## [EXTRACTED MATERIAL]
==*==

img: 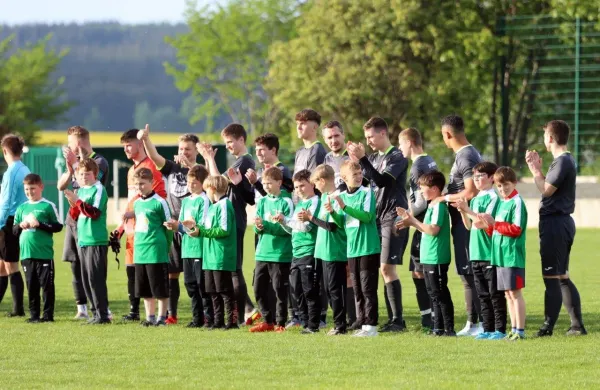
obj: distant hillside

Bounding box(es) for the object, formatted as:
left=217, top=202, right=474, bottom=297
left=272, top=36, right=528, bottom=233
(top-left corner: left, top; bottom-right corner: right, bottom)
left=0, top=23, right=227, bottom=136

==*==

## [WHAT IS ASKED]
Count the lines in the rows above that contain the string "left" and reply with the number alone.

## [ANSWER FOR THIS EXERCISE]
4